Your objective | Images are to be left out when the records below are printed word for word.

Records shown |

- - - - -

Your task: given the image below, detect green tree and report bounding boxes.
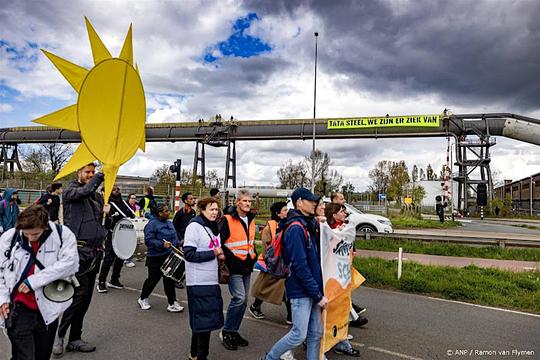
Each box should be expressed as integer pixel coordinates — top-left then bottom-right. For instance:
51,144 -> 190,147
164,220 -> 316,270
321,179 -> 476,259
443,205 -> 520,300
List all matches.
426,164 -> 436,180
368,160 -> 390,195
387,161 -> 410,203
412,164 -> 419,183
277,160 -> 309,189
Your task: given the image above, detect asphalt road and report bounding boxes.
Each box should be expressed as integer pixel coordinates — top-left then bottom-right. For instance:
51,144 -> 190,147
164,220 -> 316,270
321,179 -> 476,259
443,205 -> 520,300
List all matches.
457,220 -> 540,236
1,264 -> 538,360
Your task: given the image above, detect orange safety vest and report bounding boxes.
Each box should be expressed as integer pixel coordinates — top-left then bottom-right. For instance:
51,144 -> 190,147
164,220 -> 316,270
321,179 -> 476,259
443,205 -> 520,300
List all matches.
258,220 -> 278,261
224,214 -> 256,260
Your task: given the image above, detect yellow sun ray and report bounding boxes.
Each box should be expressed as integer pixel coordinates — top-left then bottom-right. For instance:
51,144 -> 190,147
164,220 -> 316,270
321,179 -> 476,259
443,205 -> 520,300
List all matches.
33,104 -> 79,131
102,164 -> 120,203
54,143 -> 96,181
36,18 -> 146,205
119,24 -> 133,66
41,50 -> 88,93
85,17 -> 112,64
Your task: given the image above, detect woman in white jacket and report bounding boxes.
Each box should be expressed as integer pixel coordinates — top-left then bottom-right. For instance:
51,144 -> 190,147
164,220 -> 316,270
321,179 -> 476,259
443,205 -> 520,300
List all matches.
0,205 -> 79,360
183,197 -> 225,360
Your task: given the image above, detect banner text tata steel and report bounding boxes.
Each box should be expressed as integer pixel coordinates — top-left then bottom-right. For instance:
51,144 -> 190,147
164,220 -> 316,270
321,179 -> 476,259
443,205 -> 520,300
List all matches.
327,114 -> 441,129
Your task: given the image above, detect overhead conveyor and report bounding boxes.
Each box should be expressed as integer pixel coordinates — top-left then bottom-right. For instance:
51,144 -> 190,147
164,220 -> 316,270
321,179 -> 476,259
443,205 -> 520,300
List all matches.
1,112 -> 539,212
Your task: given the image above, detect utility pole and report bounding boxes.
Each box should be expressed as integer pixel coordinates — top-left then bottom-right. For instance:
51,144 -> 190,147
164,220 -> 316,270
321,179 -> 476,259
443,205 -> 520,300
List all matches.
311,31 -> 319,192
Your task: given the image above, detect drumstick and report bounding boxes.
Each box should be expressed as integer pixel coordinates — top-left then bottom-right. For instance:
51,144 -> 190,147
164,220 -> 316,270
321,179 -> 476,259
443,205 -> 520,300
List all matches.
162,239 -> 183,255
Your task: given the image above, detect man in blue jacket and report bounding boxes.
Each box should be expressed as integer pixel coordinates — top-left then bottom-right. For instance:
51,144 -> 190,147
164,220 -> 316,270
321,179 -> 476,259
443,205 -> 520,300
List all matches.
263,188 -> 328,360
0,188 -> 20,234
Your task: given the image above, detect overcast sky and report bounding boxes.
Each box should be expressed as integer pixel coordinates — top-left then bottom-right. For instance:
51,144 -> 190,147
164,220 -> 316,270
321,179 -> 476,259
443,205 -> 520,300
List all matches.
1,0 -> 539,191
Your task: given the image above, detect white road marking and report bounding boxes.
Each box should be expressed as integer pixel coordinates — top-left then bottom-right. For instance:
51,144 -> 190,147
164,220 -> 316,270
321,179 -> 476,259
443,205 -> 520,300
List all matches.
425,295 -> 540,318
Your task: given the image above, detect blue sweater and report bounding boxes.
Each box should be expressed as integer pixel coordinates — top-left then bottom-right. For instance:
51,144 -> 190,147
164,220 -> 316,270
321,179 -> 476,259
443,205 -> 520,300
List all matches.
144,216 -> 180,257
282,210 -> 324,303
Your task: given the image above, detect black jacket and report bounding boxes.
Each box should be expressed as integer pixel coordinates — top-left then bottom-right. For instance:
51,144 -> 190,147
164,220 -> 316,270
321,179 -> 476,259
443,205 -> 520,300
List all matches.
219,207 -> 257,275
63,173 -> 106,245
106,193 -> 135,231
172,207 -> 196,242
38,193 -> 61,222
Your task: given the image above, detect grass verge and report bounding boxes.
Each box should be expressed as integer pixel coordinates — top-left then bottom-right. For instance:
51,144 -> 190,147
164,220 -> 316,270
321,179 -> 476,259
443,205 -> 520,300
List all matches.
354,257 -> 540,314
355,238 -> 540,262
390,216 -> 462,229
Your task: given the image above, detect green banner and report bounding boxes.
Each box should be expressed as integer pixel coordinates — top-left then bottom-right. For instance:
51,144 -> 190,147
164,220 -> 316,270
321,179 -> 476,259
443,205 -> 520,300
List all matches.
327,114 -> 441,129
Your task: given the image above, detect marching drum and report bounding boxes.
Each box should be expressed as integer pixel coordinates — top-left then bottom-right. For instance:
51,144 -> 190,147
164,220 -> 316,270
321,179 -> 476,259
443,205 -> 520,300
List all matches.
130,217 -> 148,260
161,249 -> 185,282
111,218 -> 138,260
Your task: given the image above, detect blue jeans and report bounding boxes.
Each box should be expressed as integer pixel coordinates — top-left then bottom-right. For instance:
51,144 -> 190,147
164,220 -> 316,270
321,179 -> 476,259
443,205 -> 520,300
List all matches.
223,273 -> 251,332
265,297 -> 322,360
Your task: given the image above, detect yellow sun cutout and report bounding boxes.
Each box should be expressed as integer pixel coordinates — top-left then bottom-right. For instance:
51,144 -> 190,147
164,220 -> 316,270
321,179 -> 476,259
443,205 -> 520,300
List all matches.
33,17 -> 146,203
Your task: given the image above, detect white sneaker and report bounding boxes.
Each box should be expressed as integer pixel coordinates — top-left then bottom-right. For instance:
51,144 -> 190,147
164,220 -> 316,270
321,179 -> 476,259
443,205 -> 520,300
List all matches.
124,260 -> 135,268
138,298 -> 151,310
167,301 -> 184,312
52,336 -> 65,357
280,350 -> 297,360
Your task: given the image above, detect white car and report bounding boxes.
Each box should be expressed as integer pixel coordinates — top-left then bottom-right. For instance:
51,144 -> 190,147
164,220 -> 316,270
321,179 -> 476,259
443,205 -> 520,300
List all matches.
287,197 -> 393,233
340,202 -> 393,233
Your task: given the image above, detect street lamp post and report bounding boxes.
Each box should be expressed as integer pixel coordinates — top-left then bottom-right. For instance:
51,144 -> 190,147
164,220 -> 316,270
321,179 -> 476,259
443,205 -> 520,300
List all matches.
311,32 -> 319,193
530,176 -> 535,216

- - - - -

Answer space |
Your task: given the image below, detect green tree and report bounding boxes.
Each box should be expressed as integer pixel coordinates — top-left then bottom-right. For instance:
51,144 -> 190,147
164,220 -> 316,270
321,179 -> 476,259
443,205 -> 520,300
List all matches.
426,164 -> 436,180
368,160 -> 390,195
387,161 -> 410,203
412,164 -> 419,183
277,160 -> 309,189
Your task: given the image above, detect asphalt road and report bounding boxes.
Each box should be expressed as integer pixel coordinates — top-left then bottom-right. For instance:
51,144 -> 190,147
164,220 -> 316,270
321,179 -> 476,259
443,205 -> 520,300
List all matches.
457,220 -> 540,236
1,264 -> 538,360
Your task: given the image above, detect orange safety vest and report bounding boxes.
Each box should be expressed as integer pixel coordinates — top-left then bottom-right. For instance:
51,144 -> 190,147
164,220 -> 316,270
321,179 -> 476,259
443,205 -> 520,300
List all matches.
258,220 -> 278,261
224,214 -> 256,260
Your task: given the image above, detect yellow sun ray and report bounding boxes.
Each box should be expressed as integer pixel coordinates — top-left then bottom-right. For instance:
51,144 -> 190,147
164,220 -> 316,270
321,179 -> 476,259
443,205 -> 520,300
List all matches.
33,104 -> 79,131
102,164 -> 120,203
54,143 -> 96,181
36,18 -> 146,205
119,24 -> 133,66
41,50 -> 88,93
85,17 -> 112,64
Your task: given the image above, detect woman in white jacket and report bounding boxes.
Each box should be expressed as integer pixel coordinates — top-left then bottom-right. For instance:
51,144 -> 190,147
164,220 -> 316,270
321,179 -> 476,259
443,205 -> 520,300
List all matches.
0,205 -> 79,360
183,197 -> 225,360
Your task: given the image above, detect banner text tata steel and report bounding boxes.
Each box should be expressed as integer pixel coordinates — top-left then bottom-right. For instance:
51,144 -> 190,147
164,220 -> 316,270
321,179 -> 476,259
443,205 -> 520,300
List all matches.
327,114 -> 441,129
Your task: given the image above, detect overhead conveyor and report bounding boxes.
Each box should be expressed as integer pixel coordinates — top-left then bottom-right. For instance:
51,144 -> 190,147
164,220 -> 316,270
321,179 -> 476,259
443,205 -> 520,300
List all matches.
1,112 -> 539,212
Your task: given the image above, detect utility pole and report bounding boxes.
Each box should be expressed as integer pixel coordinates — top-left then bottom-right. For instance:
51,144 -> 190,147
164,220 -> 316,270
321,179 -> 476,259
443,205 -> 520,300
List all matches.
311,31 -> 319,192
Your task: given the image above, detect drumstick and report bounding boxes.
Each box should be expressed as integer pixel coordinates — top-left then bottom-right. For instance:
51,144 -> 190,147
164,220 -> 316,270
321,179 -> 476,259
443,205 -> 520,300
List all matches.
162,239 -> 183,255
Your task: given the image above, detect man in blue jacket and report bounding boxes.
Each box should be expressed as integer pixel coordinates — top-left then bottom-right. For instance:
51,144 -> 190,147
164,220 -> 316,270
321,179 -> 476,259
443,205 -> 520,300
List all matches.
263,188 -> 328,360
0,188 -> 20,234
Your task: given the image above, detect overcast sky and report bounding boxes.
Each box should be expressed as integer pixel coordinates — top-left then bottom-right. For instance:
51,144 -> 190,147
164,220 -> 316,270
321,179 -> 476,259
443,205 -> 520,300
List all matches.
1,0 -> 539,191
Your task: given the image above, detect white road marking and report bounding boxes.
Each box should be expressed as integer pixel coordinates — top-left then bottom-right. For instance:
51,144 -> 190,147
164,220 -> 316,270
321,179 -> 476,259
443,205 -> 520,300
List all matches.
425,295 -> 540,318
Your task: given the image above, detect blue sweater and report bounding boxes.
Each box should be expressed as integer pixel coordinates — top-left then bottom-right. For instance:
51,144 -> 190,147
164,220 -> 316,270
321,179 -> 476,259
443,205 -> 520,300
List all matches.
144,216 -> 180,257
282,210 -> 324,303
Your task: given the image above, detect black jacket and report bounding boxes.
Each box should be expressed as integer pixel coordinates — top-left then bottom-right. For instance:
51,144 -> 190,147
164,220 -> 316,270
321,179 -> 476,259
443,205 -> 520,300
List all matches.
219,207 -> 257,275
63,173 -> 106,245
106,193 -> 135,231
172,207 -> 196,242
38,193 -> 61,222
Your task: given the image above, detect grass verge and report bounding boxes.
Each box should be expressed as integer pixel coordinates — top-left then bottom-right. For instance:
51,144 -> 190,147
164,220 -> 316,270
321,179 -> 476,259
443,205 -> 520,300
List all matches.
354,257 -> 540,314
355,238 -> 540,262
390,216 -> 462,229
Your task: given the image above, detect green banner and report bounding boxes.
Each box should be expressed as integer pixel coordinates — top-left then bottom-right. For instance:
51,144 -> 190,147
164,220 -> 316,270
321,179 -> 476,259
443,205 -> 520,300
List all matches.
327,114 -> 441,129
Your task: given the image above, detect marching drum and report bounding boxes.
Each box should be expressed as integer pixel coordinates — top-left then bottom-right. For instance:
51,144 -> 190,147
164,220 -> 316,270
321,179 -> 476,259
443,205 -> 520,300
List all matches.
130,217 -> 148,260
161,249 -> 185,282
111,218 -> 138,260
Your task: given the image above, detect blue jeans and report bounding boxes.
Each box should be expressed as integer pixel coordinates — top-left then bottom-right. For instance:
51,144 -> 190,147
164,220 -> 316,270
321,179 -> 476,259
443,205 -> 520,300
List all matches.
223,273 -> 251,332
265,297 -> 322,360
Your task: given the image above, detect yellow sun cutout and report bounding boxes.
Each box should be expressed as integer pixel coordinates — top-left then bottom-right. For instance:
51,144 -> 190,147
164,220 -> 316,270
321,179 -> 476,259
443,205 -> 520,300
List all matches.
33,17 -> 146,203
Your task: given the image above, detect white sneaker and report bounding boxes.
Each box should be expressed as integer pixel coordinates — top-left then bottom-right. For instance:
51,144 -> 190,147
164,220 -> 316,270
321,179 -> 476,259
443,205 -> 520,300
List all matches.
124,260 -> 135,268
138,298 -> 151,310
167,301 -> 184,312
52,336 -> 65,357
280,350 -> 297,360
Your task: given the image above, detect white car and report bounding boxes.
Each box should be expressed as integer pixel coordinates — top-left then bottom-right. For instance:
51,144 -> 190,147
164,220 -> 316,270
321,179 -> 476,259
443,205 -> 520,300
List all matches.
287,197 -> 393,233
340,202 -> 393,233
Your task: given the image above, detect street lamp post and report bounding boxes.
Each box should be expressed as integer pixel coordinates — top-left then bottom-right. For instance:
51,144 -> 190,147
164,220 -> 316,270
321,179 -> 476,259
443,205 -> 520,300
List all matches.
311,32 -> 319,193
530,176 -> 535,216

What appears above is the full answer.